▶ [WRITTEN REQUEST]
Please write what comes next in the review of Stuart Stevens's book on the Republican Party and Donald Trump, starting after its last sentence.

▶ [DOCUMENT EXTRACT]
::::::::::

Friday, September 20, 2024

It was all a Lie: How the Republican Party became Donald Trump - Stuart Stevens

 This was a pretty wild ride, which I think is best exemplified by the author better than I could do:  

- "Even when Mitt Romney stepped forward and called out Trump for what he clearly was- "a phony, a fraud. His promises are as worthless as a degree from Trump University"-no other Republicans of note rallied behind him to speak publicly what most were saying privately.  How do you abandon deeply held beliefs about character, personal responsibility, foreign policy, and the national debt in a matter of months? You don't. The obvious answer is those beliefs weren't deeply held. In the end, the Republican Party rallied behind Donald Trump because if that was the deal needed to regain power, what was the problem? Because it had always been about power."

::::::::::

▶ [LISTED RECORDS]
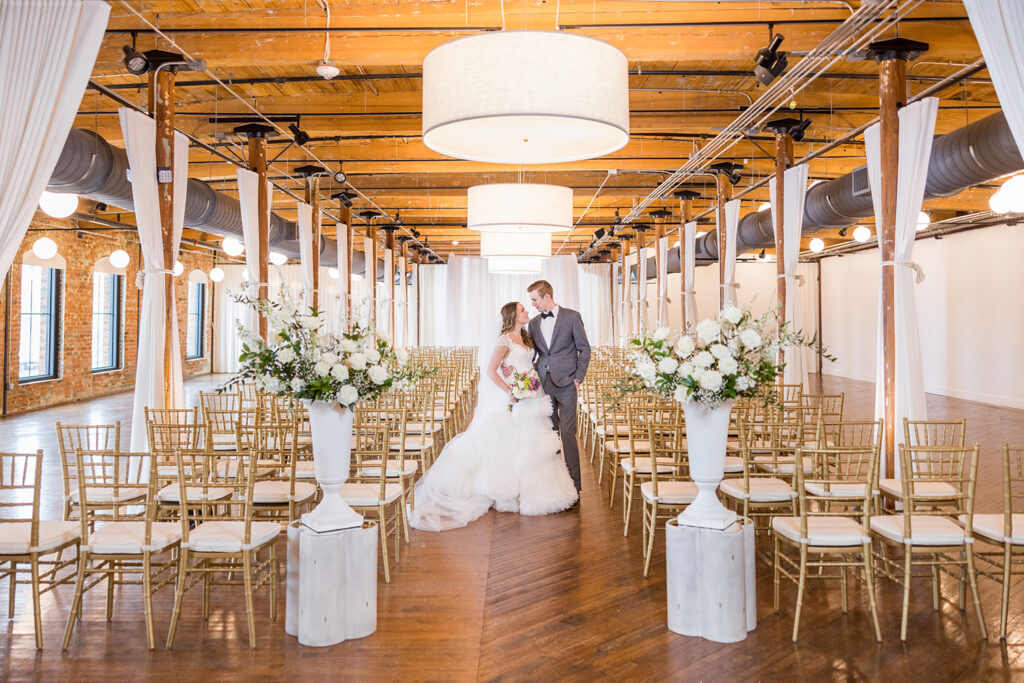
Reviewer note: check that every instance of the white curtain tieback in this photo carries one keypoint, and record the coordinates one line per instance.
(919, 271)
(140, 275)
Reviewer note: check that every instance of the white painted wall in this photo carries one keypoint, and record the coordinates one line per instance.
(968, 307)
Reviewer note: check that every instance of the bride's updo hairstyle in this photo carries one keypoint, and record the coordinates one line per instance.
(509, 312)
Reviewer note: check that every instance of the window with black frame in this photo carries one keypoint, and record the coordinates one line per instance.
(105, 321)
(37, 357)
(194, 327)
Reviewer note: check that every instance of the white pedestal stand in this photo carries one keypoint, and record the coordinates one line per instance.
(332, 585)
(711, 581)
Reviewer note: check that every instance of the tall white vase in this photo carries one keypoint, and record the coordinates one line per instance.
(331, 425)
(707, 434)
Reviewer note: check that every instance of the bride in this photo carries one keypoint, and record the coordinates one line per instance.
(507, 460)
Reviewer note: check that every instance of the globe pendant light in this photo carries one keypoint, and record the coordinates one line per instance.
(525, 97)
(519, 208)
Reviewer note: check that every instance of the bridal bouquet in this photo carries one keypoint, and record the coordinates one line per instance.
(721, 359)
(301, 359)
(524, 385)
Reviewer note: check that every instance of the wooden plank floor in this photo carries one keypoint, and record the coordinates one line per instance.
(518, 598)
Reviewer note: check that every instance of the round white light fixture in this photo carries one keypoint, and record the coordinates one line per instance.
(525, 97)
(58, 205)
(44, 248)
(120, 258)
(232, 247)
(519, 208)
(924, 220)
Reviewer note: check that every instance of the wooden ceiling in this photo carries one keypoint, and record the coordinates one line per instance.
(690, 74)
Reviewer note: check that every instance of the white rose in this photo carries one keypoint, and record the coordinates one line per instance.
(377, 375)
(711, 380)
(730, 314)
(704, 359)
(751, 338)
(684, 346)
(709, 330)
(347, 395)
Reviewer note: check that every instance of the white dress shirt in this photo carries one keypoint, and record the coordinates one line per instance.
(548, 327)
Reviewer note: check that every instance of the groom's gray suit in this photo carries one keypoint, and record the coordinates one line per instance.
(560, 365)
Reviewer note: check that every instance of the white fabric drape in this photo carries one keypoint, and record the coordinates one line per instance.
(306, 250)
(998, 26)
(249, 208)
(47, 48)
(795, 190)
(663, 282)
(139, 133)
(916, 128)
(731, 223)
(688, 259)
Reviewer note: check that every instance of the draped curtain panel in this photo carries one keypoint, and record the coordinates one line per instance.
(916, 128)
(688, 259)
(306, 250)
(998, 26)
(795, 189)
(47, 48)
(140, 139)
(731, 223)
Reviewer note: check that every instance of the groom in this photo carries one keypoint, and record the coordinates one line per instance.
(562, 356)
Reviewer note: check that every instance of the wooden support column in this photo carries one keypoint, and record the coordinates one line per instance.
(162, 91)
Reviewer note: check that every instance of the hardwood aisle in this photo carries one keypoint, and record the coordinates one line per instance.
(560, 597)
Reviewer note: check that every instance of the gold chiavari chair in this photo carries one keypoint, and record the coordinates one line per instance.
(119, 547)
(928, 529)
(1005, 530)
(27, 542)
(220, 542)
(818, 540)
(82, 437)
(667, 493)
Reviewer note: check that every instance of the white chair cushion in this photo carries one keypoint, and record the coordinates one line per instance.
(922, 488)
(670, 493)
(990, 526)
(278, 492)
(833, 531)
(172, 494)
(926, 529)
(225, 537)
(14, 537)
(763, 489)
(366, 494)
(373, 468)
(129, 538)
(105, 495)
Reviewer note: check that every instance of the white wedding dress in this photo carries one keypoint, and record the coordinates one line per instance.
(509, 461)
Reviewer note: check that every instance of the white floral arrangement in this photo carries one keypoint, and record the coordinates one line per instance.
(302, 360)
(719, 360)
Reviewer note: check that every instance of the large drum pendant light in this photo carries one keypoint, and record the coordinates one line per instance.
(519, 208)
(525, 97)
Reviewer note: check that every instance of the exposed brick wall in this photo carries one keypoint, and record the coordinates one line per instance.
(76, 380)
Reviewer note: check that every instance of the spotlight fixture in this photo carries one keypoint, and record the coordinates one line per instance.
(769, 62)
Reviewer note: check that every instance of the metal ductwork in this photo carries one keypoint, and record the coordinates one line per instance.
(91, 167)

::::::::::

▶ [EXPECTED ANSWER]
- "So I launched my career in the party that prided itself on being the "family values" party. When pundits marvel that the Republican Party could accept a man like Donald Trump, who has five kids from three wives and talks in the public about having sex with his daughter, they're missing the point. Trump doesn't signal a lowering of standards of the morality by Republican voters. Instead, he gives them a chance to prove how little they have always cared about those issues. Trump just removes the necessity of pretending. "Family values" was never a set of morals or values that the Republican Party really desired to live by; instead, "family values" was useful in attacking and defining Democrats. It was just another weapon to help portray those on the other side as being out of the mythical American mainstream. I was an "otherness" tool . . . The entire modern Republican definition of the conservative movement is about efforts to define itself as "normal" and everything else as "not normal"."

- "The long list of high-profile evangelical figures who scammed the public and lived their lives exactly opposite of what they preached reveals the essential truth of the Moral Majority and the like efforts it spawned. in The Immoral Majority, Ben Howe, an evangelical who grew up in the movement, describes the long list of disgraced preachers as "figures who were cartoonish, dramatic, deceitful, wealthy, white, smarmy, judgmental, callous, and above all hypocritical Charlatans." This is about as perfect a description of Donald Trump as on can find.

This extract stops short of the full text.